Trecho do documento:
..........

Justa estima ditada pela sabedoria
Chovera a noite todo na Vale do Taquari, aonde fui assessorar um grupo de lideranças das nossas Comunidades, em um salão à beira do rio, que estava mais de dez metros acima do seu nível normal. A intensa chuva da noite atrasou o início das atividades. Enquanto tomávamos o café como recepção de boas-vindas, conversávamos sobre o morro que desceu, soterrando uma família de sobrenome alemão de uma das Comunidades.
Diante desta calamidade, com voz serena e lágrimas, uma senhora manifestou a sua dor: ‘Sempre pensei que estas desgraças só aconteciam com os pobres que vivem nos morros cariocas! Agora, aconteceu com os nossos’.
As pessoas que ali estavam, todas lideranças ponderadas e com muita sabedoria, ouviram sem julgar a dor, também gerada, em parte, pelo preconceito. A dor daquela mulher precisou ser ouvida e foi ouvida, sem julgamento.

..........

Material extraído:
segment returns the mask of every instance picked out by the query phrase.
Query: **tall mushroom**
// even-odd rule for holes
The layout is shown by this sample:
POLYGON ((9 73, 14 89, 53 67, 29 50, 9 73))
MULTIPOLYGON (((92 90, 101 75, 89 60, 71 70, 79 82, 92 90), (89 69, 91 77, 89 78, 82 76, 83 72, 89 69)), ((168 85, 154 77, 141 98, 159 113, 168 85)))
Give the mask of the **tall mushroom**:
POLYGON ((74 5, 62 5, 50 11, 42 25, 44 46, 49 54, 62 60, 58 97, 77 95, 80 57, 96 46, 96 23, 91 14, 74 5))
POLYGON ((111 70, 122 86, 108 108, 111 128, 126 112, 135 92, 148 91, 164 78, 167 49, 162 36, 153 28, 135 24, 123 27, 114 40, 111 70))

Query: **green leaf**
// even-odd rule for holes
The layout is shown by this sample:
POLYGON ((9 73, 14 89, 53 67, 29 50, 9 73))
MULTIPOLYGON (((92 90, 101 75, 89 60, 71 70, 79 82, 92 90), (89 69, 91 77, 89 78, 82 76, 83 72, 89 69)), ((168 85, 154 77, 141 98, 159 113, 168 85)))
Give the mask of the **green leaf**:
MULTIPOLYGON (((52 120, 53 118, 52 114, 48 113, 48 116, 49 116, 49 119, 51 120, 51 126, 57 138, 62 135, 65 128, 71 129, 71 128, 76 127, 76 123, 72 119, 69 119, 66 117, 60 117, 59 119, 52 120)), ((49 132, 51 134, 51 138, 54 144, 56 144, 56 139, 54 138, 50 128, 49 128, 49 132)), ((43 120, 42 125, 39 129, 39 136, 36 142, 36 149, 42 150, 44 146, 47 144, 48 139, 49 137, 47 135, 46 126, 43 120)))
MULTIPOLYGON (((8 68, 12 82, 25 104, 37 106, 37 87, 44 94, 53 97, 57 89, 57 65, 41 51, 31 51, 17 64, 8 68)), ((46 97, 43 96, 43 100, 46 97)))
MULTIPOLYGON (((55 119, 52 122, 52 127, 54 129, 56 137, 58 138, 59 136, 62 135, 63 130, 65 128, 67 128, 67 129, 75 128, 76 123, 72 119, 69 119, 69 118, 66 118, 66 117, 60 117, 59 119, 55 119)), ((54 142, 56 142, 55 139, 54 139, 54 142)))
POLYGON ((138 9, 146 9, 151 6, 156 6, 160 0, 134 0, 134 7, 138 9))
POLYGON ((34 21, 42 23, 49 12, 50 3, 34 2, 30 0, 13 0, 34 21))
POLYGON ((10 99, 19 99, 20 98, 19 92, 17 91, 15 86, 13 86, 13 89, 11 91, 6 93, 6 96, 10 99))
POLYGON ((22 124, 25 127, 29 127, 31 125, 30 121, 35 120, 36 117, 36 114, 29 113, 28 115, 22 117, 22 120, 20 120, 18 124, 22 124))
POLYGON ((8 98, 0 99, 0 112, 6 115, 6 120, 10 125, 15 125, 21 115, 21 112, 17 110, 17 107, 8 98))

..........

Exercícios:
1/ Reproduza do trecho, sem nenhuma alteração, a passagem que vai de "As pessoas que" até "ouvida, sem julgamento.".
2/ Segundo o trecho, o que atrasou o início das atividades?
3/ Liste todas as regiões e todos os acidentes geográficos, como vales, rios e morros, citados no trecho.

Respostas:
1/
As pessoas que ali estavam, todas lideranças ponderadas e com muita sabedoria, ouviram sem julgar a dor, também gerada, em parte, pelo preconceito. A dor daquela mulher precisou ser ouvida e foi ouvida, sem julgamento.

2/ A intensa chuva da noite.

3/
- Vale do Taquari
- o rio à beira do qual ficava o salão
- o morro que desceu
- os morros cariocas